## [Objective]
Lay out the material from its start through the line containing "<point>32,108</point>" as a two-column CSV with the columns input and output. Give one row for each text and its answer, with each value in a single quoted field and line breaks replaced by spaces.

Excerpts from a dataset on object pointing:
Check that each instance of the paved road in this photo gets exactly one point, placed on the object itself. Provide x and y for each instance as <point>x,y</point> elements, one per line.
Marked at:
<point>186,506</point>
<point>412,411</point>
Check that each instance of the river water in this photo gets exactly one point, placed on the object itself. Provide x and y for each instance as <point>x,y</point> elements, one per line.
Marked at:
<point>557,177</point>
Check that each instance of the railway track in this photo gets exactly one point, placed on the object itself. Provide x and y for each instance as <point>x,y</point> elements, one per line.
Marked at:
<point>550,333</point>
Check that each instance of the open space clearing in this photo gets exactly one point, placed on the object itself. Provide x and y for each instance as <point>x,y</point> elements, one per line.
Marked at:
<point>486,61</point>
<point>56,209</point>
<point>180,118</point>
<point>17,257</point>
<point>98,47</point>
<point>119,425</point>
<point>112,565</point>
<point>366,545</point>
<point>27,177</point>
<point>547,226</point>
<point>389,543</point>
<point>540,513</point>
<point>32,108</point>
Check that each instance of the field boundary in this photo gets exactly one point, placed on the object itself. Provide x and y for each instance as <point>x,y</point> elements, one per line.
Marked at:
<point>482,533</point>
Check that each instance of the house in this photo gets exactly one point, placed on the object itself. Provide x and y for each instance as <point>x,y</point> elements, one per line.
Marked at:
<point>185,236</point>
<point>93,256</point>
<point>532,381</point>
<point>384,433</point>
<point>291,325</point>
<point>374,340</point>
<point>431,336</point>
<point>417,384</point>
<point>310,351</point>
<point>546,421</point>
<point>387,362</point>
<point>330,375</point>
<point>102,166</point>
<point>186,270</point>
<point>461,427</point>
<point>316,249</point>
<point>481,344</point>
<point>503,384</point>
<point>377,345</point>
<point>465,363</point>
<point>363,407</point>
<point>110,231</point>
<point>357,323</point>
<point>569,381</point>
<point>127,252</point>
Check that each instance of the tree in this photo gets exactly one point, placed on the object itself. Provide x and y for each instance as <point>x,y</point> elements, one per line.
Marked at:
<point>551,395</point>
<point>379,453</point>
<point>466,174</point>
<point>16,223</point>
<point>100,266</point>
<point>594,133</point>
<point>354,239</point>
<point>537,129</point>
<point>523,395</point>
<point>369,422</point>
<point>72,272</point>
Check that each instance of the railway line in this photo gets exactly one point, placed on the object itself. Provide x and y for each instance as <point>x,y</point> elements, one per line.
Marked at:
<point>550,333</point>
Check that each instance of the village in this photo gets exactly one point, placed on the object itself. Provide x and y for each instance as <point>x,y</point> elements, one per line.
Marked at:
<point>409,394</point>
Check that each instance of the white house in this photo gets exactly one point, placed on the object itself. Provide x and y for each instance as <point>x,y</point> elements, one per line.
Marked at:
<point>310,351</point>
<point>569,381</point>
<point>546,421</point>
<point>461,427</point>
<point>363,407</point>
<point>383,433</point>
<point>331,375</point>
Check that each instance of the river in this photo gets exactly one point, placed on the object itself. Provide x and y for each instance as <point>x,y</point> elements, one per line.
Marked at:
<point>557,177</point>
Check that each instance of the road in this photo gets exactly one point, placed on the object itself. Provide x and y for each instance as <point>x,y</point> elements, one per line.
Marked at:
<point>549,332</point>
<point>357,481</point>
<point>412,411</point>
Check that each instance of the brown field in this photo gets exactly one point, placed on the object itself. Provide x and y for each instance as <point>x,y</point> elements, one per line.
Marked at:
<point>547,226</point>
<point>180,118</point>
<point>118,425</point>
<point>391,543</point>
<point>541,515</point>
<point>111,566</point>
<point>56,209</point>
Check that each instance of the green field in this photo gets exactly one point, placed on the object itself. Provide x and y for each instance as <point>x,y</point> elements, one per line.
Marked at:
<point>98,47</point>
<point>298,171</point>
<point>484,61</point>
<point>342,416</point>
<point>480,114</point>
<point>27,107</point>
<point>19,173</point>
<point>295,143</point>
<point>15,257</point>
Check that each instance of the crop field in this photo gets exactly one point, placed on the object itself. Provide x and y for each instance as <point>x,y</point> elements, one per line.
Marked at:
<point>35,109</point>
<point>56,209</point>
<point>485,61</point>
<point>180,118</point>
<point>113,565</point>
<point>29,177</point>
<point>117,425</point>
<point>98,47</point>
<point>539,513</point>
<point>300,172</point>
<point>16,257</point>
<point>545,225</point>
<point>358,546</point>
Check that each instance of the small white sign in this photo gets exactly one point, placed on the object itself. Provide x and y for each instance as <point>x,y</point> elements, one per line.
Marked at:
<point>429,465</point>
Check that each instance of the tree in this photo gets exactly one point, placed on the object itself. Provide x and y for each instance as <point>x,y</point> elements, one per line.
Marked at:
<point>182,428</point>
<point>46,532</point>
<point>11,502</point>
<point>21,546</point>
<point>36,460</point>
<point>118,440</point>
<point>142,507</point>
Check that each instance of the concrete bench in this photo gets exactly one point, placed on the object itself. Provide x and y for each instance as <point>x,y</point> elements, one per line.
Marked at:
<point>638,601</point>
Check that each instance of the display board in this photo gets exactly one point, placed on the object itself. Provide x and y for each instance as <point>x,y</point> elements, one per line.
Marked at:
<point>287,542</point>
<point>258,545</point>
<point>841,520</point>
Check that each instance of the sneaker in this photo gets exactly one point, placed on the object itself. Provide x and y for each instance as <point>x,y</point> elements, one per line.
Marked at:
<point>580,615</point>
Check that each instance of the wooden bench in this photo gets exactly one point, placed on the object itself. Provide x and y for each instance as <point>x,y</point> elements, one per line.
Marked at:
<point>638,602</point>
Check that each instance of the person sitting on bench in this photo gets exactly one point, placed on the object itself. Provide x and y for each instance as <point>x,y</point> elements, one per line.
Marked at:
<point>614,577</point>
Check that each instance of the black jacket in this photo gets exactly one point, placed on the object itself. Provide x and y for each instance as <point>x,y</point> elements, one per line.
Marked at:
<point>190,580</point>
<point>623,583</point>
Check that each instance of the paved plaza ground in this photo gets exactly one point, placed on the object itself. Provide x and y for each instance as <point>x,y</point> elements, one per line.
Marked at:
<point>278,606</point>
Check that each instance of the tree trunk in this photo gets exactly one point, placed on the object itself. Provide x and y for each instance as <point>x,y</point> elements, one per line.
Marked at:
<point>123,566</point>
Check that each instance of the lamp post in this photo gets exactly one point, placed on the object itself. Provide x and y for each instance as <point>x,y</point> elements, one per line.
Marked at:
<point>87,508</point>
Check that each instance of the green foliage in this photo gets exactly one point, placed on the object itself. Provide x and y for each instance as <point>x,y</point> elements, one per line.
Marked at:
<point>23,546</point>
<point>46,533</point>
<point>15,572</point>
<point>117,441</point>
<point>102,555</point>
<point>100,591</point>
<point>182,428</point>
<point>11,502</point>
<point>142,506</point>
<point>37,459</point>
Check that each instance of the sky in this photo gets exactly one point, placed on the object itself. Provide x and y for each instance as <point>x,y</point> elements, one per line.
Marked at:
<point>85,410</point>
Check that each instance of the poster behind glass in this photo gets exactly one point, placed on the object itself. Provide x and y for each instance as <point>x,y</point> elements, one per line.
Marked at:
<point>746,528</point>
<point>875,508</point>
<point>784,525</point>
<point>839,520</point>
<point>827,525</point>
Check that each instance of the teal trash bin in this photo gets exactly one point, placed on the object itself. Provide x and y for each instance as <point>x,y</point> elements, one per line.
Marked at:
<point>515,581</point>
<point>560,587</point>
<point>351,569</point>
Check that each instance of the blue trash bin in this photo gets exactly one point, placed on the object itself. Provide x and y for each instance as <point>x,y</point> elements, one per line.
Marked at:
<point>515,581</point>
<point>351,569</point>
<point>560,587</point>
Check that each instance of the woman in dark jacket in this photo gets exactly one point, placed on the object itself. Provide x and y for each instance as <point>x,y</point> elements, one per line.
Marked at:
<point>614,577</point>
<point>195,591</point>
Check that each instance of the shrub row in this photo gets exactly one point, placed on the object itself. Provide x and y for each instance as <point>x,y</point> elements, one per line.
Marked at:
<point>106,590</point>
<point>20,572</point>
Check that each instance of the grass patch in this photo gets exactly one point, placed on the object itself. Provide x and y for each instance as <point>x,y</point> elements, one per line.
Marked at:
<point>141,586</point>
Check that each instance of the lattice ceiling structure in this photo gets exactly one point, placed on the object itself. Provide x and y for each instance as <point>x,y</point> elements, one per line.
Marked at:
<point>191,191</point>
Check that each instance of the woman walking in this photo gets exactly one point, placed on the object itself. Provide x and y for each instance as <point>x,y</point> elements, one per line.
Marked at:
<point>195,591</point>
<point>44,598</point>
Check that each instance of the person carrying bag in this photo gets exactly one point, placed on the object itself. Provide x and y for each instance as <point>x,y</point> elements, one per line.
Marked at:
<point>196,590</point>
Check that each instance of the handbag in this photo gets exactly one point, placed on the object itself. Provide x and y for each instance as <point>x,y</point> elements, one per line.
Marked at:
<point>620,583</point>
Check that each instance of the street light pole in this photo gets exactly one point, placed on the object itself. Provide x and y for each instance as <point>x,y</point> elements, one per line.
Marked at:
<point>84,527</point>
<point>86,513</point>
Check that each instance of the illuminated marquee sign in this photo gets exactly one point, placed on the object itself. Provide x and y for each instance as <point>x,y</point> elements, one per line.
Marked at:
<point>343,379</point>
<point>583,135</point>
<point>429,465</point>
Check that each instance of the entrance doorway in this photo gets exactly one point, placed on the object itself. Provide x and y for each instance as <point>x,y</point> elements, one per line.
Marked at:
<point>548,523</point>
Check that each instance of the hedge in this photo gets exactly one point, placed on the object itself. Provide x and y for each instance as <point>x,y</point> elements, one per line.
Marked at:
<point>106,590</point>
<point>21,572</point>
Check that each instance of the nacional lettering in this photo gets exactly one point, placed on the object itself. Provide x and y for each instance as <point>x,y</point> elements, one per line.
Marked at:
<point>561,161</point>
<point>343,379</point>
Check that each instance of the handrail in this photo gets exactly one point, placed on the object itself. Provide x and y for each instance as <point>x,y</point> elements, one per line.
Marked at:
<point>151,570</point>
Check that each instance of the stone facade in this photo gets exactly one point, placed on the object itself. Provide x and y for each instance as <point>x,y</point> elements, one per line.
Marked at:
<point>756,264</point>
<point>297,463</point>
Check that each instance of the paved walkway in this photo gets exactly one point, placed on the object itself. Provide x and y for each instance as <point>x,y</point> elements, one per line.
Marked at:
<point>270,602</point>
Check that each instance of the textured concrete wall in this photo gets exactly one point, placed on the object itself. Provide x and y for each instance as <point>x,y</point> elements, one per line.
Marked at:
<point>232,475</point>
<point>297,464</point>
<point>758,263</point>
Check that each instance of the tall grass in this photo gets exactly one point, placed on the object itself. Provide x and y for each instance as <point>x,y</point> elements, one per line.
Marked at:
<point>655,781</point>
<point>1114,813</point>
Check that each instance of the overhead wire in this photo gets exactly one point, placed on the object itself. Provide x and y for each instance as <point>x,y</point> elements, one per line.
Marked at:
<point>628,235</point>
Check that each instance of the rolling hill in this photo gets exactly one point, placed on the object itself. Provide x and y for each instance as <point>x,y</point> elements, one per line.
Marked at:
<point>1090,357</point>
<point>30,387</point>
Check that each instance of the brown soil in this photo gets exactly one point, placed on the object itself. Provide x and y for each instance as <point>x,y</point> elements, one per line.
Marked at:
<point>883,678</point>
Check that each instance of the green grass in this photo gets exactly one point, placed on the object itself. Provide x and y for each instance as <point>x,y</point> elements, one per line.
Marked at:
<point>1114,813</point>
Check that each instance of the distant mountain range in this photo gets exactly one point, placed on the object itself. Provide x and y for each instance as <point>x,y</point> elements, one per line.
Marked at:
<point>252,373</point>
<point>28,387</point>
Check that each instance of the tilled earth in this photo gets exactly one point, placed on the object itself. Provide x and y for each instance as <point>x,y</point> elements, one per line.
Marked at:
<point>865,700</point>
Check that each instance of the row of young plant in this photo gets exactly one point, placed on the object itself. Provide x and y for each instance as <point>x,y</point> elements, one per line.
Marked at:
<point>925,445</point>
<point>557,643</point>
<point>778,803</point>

## [Solution to this task]
input,output
"Check that each instance of the paved road in this photo gets exactly one point, placed on the object itself. Provide x and y for each instance as <point>x,y</point> elements, one per line. Marked at:","<point>186,506</point> <point>412,411</point>"
"Check that each instance of the river water in this photo gets exactly one point, placed on the object itself. Provide x and y for each instance as <point>x,y</point> elements, one per line. Marked at:","<point>557,177</point>"
"Check that each instance of the railway track in this photo gets exactly one point, placed on the object itself. Provide x and y for each instance as <point>x,y</point> elements, one per line. Marked at:","<point>550,333</point>"
"Check that each instance of the open space clearing in this photo gets exactly one point, placed on the object itself. Provide x and y for each instance as <point>x,y</point> elements, one per line. Marked at:","<point>486,61</point> <point>56,209</point> <point>180,118</point> <point>17,257</point> <point>98,47</point> <point>119,425</point> <point>112,565</point> <point>366,545</point> <point>27,177</point> <point>547,226</point> <point>389,543</point> <point>540,513</point> <point>32,108</point>"